DATA ROWS:
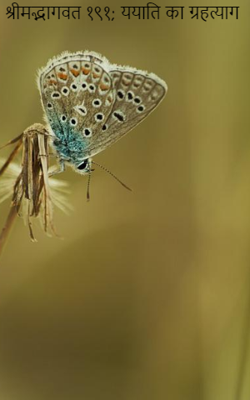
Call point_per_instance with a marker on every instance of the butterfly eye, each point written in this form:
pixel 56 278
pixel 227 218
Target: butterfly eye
pixel 83 165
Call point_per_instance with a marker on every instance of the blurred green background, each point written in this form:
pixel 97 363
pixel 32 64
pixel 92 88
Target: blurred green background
pixel 147 297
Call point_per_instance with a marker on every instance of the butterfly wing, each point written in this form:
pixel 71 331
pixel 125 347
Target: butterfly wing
pixel 137 95
pixel 77 95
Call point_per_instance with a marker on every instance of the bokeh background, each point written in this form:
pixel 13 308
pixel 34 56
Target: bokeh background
pixel 147 297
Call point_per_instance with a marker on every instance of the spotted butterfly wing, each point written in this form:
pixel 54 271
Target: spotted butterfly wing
pixel 77 95
pixel 137 95
pixel 90 103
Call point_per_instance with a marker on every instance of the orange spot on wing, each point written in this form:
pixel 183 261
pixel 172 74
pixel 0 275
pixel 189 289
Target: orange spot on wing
pixel 62 76
pixel 85 71
pixel 75 72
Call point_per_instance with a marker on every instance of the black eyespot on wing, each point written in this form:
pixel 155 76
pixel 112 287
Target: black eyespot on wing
pixel 87 132
pixel 120 94
pixel 137 100
pixel 120 116
pixel 83 165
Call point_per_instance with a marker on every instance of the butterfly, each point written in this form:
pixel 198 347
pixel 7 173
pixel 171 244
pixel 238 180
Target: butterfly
pixel 90 103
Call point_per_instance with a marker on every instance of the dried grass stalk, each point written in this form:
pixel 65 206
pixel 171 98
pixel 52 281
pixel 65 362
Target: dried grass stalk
pixel 31 192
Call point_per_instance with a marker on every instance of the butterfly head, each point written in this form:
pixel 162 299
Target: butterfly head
pixel 70 151
pixel 84 167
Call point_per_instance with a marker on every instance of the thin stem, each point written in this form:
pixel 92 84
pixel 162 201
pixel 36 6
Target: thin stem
pixel 7 227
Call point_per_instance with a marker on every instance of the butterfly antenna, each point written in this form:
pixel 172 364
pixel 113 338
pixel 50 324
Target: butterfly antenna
pixel 110 173
pixel 88 186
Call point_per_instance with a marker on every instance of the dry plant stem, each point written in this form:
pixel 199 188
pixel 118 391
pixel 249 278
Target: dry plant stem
pixel 12 154
pixel 7 227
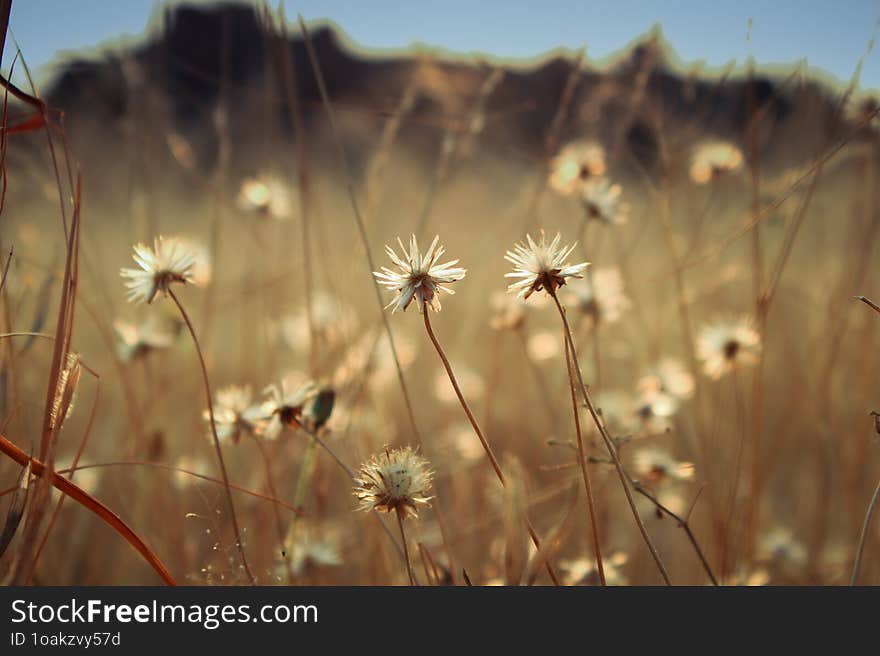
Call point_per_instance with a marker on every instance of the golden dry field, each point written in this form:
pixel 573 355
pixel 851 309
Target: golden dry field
pixel 226 190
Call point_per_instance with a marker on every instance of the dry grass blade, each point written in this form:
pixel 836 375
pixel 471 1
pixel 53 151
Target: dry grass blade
pixel 516 549
pixel 553 543
pixel 16 508
pixel 88 501
pixel 362 230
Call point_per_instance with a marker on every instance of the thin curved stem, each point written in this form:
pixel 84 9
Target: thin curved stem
pixel 470 415
pixel 864 536
pixel 609 444
pixel 409 571
pixel 683 522
pixel 88 501
pixel 585 473
pixel 217 448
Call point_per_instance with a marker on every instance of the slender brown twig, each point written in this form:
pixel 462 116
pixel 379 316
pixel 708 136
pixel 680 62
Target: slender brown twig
pixel 857 564
pixel 219 451
pixel 609 444
pixel 470 415
pixel 409 570
pixel 88 501
pixel 585 473
pixel 683 523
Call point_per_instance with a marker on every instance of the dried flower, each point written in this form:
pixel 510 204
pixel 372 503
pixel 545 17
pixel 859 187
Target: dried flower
pixel 576 164
pixel 713 158
pixel 234 414
pixel 670 377
pixel 583 570
pixel 308 548
pixel 285 404
pixel 541 266
pixel 395 480
pixel 728 345
pixel 266 195
pixel 778 545
pixel 166 263
pixel 602 202
pixel 420 276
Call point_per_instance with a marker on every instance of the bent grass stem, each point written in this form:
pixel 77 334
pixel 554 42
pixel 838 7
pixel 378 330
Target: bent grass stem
pixel 609 444
pixel 217 448
pixel 489 454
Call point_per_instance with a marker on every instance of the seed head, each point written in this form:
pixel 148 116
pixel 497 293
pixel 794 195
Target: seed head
pixel 541 266
pixel 419 276
pixel 394 480
pixel 169 261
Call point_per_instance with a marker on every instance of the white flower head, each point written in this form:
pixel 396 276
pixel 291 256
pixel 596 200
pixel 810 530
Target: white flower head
pixel 727 345
pixel 541 266
pixel 395 480
pixel 169 261
pixel 234 415
pixel 284 405
pixel 714 158
pixel 602 202
pixel 266 195
pixel 576 164
pixel 419 276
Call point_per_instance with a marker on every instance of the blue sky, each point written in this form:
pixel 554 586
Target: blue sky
pixel 831 36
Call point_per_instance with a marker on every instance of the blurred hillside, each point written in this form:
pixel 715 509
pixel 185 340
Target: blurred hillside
pixel 230 60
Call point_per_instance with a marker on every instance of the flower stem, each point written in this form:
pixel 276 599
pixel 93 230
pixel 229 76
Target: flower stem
pixel 492 459
pixel 409 572
pixel 609 444
pixel 864 536
pixel 582 458
pixel 238 540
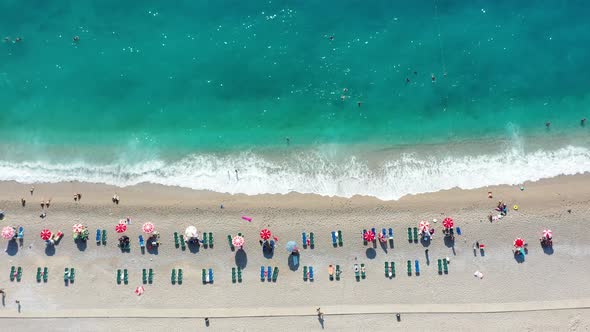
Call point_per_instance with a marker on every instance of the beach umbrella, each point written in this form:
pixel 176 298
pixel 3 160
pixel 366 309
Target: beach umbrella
pixel 8 232
pixel 424 226
pixel 77 228
pixel 518 242
pixel 148 228
pixel 265 234
pixel 292 246
pixel 190 232
pixel 369 236
pixel 45 234
pixel 120 228
pixel 238 241
pixel 448 223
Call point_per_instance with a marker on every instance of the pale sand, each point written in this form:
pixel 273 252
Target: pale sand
pixel 543 282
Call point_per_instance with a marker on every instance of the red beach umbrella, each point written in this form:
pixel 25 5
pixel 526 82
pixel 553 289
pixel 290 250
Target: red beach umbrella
pixel 120 228
pixel 424 226
pixel 148 228
pixel 518 242
pixel 448 223
pixel 265 234
pixel 369 236
pixel 45 234
pixel 8 232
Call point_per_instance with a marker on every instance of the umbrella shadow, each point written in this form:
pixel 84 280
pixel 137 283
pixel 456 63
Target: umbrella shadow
pixel 49 250
pixel 371 253
pixel 241 259
pixel 12 248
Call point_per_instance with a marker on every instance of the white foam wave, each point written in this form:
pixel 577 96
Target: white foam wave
pixel 318 172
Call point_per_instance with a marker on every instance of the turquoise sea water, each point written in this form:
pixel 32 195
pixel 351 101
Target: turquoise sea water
pixel 186 92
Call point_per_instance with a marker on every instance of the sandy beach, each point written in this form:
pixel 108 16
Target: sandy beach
pixel 546 291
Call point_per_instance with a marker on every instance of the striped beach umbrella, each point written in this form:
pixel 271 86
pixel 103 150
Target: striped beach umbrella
pixel 265 234
pixel 120 228
pixel 45 234
pixel 148 228
pixel 448 223
pixel 8 232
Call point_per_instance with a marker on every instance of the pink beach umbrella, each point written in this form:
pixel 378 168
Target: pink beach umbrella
pixel 8 232
pixel 424 226
pixel 448 223
pixel 238 241
pixel 45 234
pixel 265 234
pixel 120 228
pixel 148 228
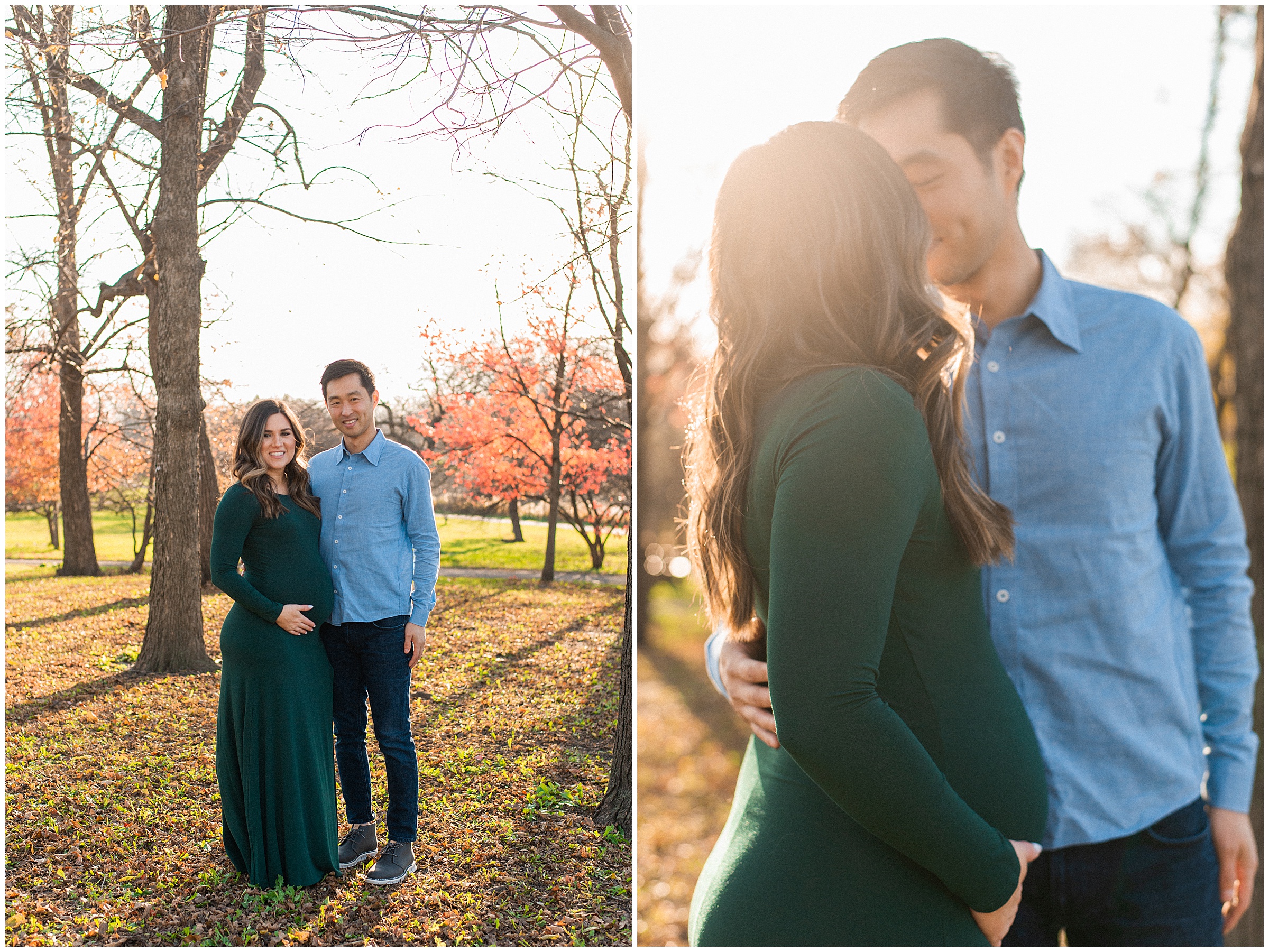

PROBLEM TO SOLVE: Swap "butterfly" for "moth" in the lines above between the line holding "of the orange" and the line holding "pixel 362 230", inclusive, leaving everything else unchanged. Give back only those lines, without the pictures.

ANSWER BELOW:
Call point_per_instance with a marker on every instance of the orange spot on wing, each point written in this form:
pixel 183 261
pixel 172 74
pixel 0 275
pixel 189 289
Target: orange spot on wing
pixel 62 76
pixel 85 71
pixel 75 72
Call point_per_instance with a marker on every instance of the black eyespot on wing, each point written in this form:
pixel 155 76
pixel 112 287
Target: black eyespot on wing
pixel 87 132
pixel 120 94
pixel 137 100
pixel 120 116
pixel 83 165
Call point_per_instance with a marker on every instance of the moth, each point written in this form:
pixel 198 347
pixel 7 173
pixel 171 244
pixel 238 180
Target: moth
pixel 90 103
Call point_per_instance with a marker on every instance of the dried grass stalk, each point written in this form:
pixel 65 206
pixel 171 98
pixel 52 281
pixel 65 362
Target: dried grass stalk
pixel 31 192
Call point_per_instance with a marker on every instance of the moth head, each point written in this form:
pixel 162 299
Target: moth head
pixel 70 151
pixel 84 167
Call point_per_instance with a marker on every instance of the thin stem, each point written in this form:
pixel 92 84
pixel 162 201
pixel 36 6
Target: thin stem
pixel 7 227
Call point_per_instance with a marker on every instance of the moth antenna, each point written in this form:
pixel 172 364
pixel 113 338
pixel 50 324
Target: moth antenna
pixel 110 173
pixel 88 186
Call point_per_instance with a marker on every instance of the dry plant stem, each point written in this form:
pixel 199 188
pixel 118 391
pixel 249 278
Target: dry plant stem
pixel 12 154
pixel 7 227
Call point_per_instance with a marker on every instance of the golden dry field, each point written in this form:
pixel 573 355
pixel 851 309
Target: golden dry field
pixel 226 190
Call point_per_instance with a marker on every instance of the dry grass blade, each point written in this form:
pixel 836 375
pixel 471 1
pixel 53 151
Target: dry grass blade
pixel 516 549
pixel 553 543
pixel 16 508
pixel 88 501
pixel 362 230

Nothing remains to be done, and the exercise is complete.